Every line below should be repeated exactly.

[start of Records for this exercise]

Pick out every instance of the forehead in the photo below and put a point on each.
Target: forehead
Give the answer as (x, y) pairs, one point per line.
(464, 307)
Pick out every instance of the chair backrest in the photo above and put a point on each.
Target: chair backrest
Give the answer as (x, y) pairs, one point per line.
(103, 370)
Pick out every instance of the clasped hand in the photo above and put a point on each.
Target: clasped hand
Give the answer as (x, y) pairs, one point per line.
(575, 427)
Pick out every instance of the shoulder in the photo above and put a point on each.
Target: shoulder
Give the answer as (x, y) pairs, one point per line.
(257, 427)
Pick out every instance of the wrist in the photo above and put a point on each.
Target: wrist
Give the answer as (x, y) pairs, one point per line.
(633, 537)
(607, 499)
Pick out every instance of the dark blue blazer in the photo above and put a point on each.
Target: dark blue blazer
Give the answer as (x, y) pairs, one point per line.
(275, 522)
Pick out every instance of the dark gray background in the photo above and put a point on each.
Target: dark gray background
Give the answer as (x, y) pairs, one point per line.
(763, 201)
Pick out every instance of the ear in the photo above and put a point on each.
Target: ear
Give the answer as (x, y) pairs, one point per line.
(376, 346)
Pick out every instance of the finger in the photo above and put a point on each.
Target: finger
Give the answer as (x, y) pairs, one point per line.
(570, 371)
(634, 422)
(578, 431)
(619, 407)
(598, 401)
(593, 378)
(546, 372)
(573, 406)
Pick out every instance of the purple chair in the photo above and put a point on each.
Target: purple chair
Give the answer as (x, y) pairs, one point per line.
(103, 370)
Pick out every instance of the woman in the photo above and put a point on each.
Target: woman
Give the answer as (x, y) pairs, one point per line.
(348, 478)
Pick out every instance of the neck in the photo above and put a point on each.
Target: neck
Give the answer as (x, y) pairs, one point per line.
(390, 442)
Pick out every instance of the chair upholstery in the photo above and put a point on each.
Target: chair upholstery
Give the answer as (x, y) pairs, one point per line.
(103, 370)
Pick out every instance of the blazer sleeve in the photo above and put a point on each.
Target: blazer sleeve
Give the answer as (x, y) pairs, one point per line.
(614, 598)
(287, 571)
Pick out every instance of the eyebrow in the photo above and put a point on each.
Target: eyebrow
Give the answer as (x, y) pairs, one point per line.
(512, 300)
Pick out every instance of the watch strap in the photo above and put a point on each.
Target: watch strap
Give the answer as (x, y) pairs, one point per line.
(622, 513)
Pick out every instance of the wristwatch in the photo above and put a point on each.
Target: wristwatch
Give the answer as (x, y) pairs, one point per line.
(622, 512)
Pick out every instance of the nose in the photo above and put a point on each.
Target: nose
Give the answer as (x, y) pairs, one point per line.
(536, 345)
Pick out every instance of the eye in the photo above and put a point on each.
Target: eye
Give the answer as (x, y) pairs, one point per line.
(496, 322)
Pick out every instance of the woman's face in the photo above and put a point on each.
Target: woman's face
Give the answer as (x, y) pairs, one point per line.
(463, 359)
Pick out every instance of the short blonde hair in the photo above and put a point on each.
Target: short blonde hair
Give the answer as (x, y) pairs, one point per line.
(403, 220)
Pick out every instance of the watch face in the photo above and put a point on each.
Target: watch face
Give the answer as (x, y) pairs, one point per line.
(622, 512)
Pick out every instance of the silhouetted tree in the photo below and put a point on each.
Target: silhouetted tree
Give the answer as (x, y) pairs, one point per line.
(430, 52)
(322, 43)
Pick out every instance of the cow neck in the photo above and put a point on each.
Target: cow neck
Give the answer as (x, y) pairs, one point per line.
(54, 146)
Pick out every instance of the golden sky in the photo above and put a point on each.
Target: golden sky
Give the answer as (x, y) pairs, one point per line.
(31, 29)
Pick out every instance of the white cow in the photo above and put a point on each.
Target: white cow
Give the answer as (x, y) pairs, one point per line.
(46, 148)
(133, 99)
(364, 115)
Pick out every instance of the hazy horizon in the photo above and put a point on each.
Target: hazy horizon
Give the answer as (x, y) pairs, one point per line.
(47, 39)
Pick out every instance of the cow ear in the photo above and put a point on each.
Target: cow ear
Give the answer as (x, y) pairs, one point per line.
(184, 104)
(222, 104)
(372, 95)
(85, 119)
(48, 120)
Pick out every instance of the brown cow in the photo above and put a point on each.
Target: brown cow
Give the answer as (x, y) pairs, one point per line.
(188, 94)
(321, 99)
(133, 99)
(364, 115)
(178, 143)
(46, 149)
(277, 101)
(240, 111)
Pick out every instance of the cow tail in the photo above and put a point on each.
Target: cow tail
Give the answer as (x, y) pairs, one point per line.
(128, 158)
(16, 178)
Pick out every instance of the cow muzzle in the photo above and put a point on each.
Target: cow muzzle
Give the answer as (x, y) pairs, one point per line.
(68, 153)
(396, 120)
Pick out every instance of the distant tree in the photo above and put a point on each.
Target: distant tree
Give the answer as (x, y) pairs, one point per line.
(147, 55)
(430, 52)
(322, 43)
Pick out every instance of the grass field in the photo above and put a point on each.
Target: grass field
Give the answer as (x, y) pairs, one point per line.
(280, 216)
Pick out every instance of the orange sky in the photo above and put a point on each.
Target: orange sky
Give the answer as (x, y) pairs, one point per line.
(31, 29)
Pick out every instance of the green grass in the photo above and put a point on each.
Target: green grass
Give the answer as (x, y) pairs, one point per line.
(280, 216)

[end of Records for this exercise]

_Solution to this problem_.
Pick out every instance of the forehead in the photo below and put a point on each.
Target: forehead
Give the answer as (x, y) pairs, one point per line.
(464, 307)
Pick out every instance of the chair backrest in the photo above and put a point on each.
Target: chair backrest
Give the answer as (x, y) pairs, one point per line.
(103, 370)
Pick out every instance of the clasped hand in the photo above and put a point on each.
Target: clasped hand
Give the answer as (x, y) pairs, one point per line.
(575, 427)
Pick out every instance of the shoulder in the photo above and put a point on each.
Target: shoulder
Give the answer as (x, y) pairs, one point per line.
(257, 427)
Pick out every instance of the wrist in the photo above and put a point on each.
Target: wrist
Give the answer as (x, y) pairs, one point per line.
(633, 537)
(607, 499)
Pick out every instance of the dark blue blazer in the photo above and put a point on each.
Target: dark blue blazer
Give the answer as (x, y) pairs, one point per line.
(275, 522)
Pick out every instance of the dark gray background in the photo above and put a point on each.
Target: dark gray background
Give the answer as (x, y) pairs, one point per line.
(763, 201)
Pick out every instance of the ear in the photo above and put a point on each.
Target: ear
Give the answer as (x, y) pairs, one point per line.
(376, 346)
Pick out every instance of the finger in the photo above and put a point on each.
Target: finger
Give the answer as (x, y) pairs, one point per line.
(570, 371)
(634, 422)
(578, 431)
(619, 407)
(598, 401)
(593, 378)
(546, 372)
(573, 406)
Pick out every instance of the purple chair in the photo above and put a point on each.
Target: purple chair
Give the answer as (x, y) pairs, one point per line.
(103, 370)
Pick out every instance of the woman in the photo above and put a point on each.
Target: woman
Give the answer as (x, y) pairs, one point per line.
(348, 478)
Pick out every instance of the neck in the photo above and put a point on each.
Target: neck
Give the answer as (x, y) pairs, one point per line.
(390, 442)
Pick out every instance of the chair upholstery in the photo above and put a point on each.
Target: chair upholstery
Give the answer as (x, y) pairs, one point per line.
(103, 370)
Pick out every instance of the blazer sleeve in the photo above and put a point on each.
Target: blazer sleeve
Give the answer as (x, y) pairs, one point per line.
(614, 598)
(287, 571)
Pick out every instance of the eyebrow in the photo above and put a point on each.
Target: eyebrow
Give the answer as (x, y) pairs, one point per line.
(512, 300)
Pick out every instance of the watch strap in the photo above and put a point on each.
Target: watch strap
Give the answer as (x, y) pairs, one point per line.
(622, 513)
Pick out every instance of the wristwatch in the photo above and put a point on each.
Target: wristwatch
Give the answer as (x, y) pairs, one point per line.
(622, 512)
Pick out every instance of the nose in the photo above and put a point on each.
Target: nose
Give the answer as (x, y) pairs, one point per line.
(536, 345)
Pick out every instance of the eye in the photo above and put a point on each.
Target: eye
Give the answer as (x, y) pairs, one point per line.
(496, 322)
Pick out every instance of the woman's face in the photo above and put a point on each.
Target: woman's face
Give the answer as (x, y) pairs, one point per line.
(463, 359)
Pick out every instance of the short blonde hair in the photo above and put a point on each.
Target: short blonde hair
Give the answer as (x, y) pairs, one point per line.
(403, 220)
Pick out every instance of the watch face in the photo above and put a point on each.
Target: watch face
Give the answer as (x, y) pairs, one point per line.
(622, 512)
Pick out every instance of the silhouetted tree in the photo below and put a point on each.
Target: silhouetted tree
Give the answer as (x, y) pairs, one point per line.
(430, 52)
(322, 43)
Pick out every instance of the cow neck in the photo above and put a point on each.
Target: cow neck
Give the answer as (x, y) pairs, one point per line.
(54, 146)
Pick out every instance of the golden sky in the photo above and put a point on each.
Target: golden sky
Give the answer as (x, y) pairs, one point per line.
(31, 29)
Pick out every instance of the white cow in the photo above and put a point on each.
Target: white cow
Give the answer as (x, y) pairs, one point per line.
(46, 148)
(133, 99)
(364, 115)
Pick out every instance of the hazy horizon in the photo above and put a point on each.
Target: hazy horizon
Give the answer as (x, y) pairs, one point per line.
(47, 39)
Pick out every instance of the cow ear in the photo above and put a point on each.
Target: cow ear
Give the answer as (x, y) pairs, one point per line.
(184, 104)
(222, 104)
(372, 95)
(85, 119)
(48, 120)
Pick out every instance of the brown cow in the photo above and put a point on each.
Target: brown cow
Give the answer as (x, y) pairs, one point per line.
(188, 94)
(321, 99)
(133, 99)
(364, 115)
(178, 143)
(46, 149)
(277, 101)
(240, 111)
Pick out every instance of the cow tail in the photo above and put a point on each.
Target: cow tail
Give the answer as (x, y) pairs, one point per line.
(128, 158)
(16, 178)
Pick out every instance of the cow muzzle in the photo above and put a point on each.
Target: cow muzzle
Give the answer as (x, y) pairs, one point per line.
(68, 153)
(396, 120)
Pick out every instance of the distant tree in the photo above and put a point on each.
Target: distant tree
Give the answer as (x, y) pairs, one point per line.
(147, 55)
(430, 52)
(322, 43)
Pick out every instance of the grass field in the photo above and put a point on each.
Target: grass field
Give the answer as (x, y) pairs, one point per line.
(280, 216)
Pick out every instance of the orange sky in the photo above and put a point on each.
Target: orange sky
Give the answer as (x, y) pairs, one point per line.
(31, 29)
Pick out every instance of the green grass in the photo above and put a point on each.
Target: green grass
Give the answer as (x, y) pairs, one point per line.
(280, 216)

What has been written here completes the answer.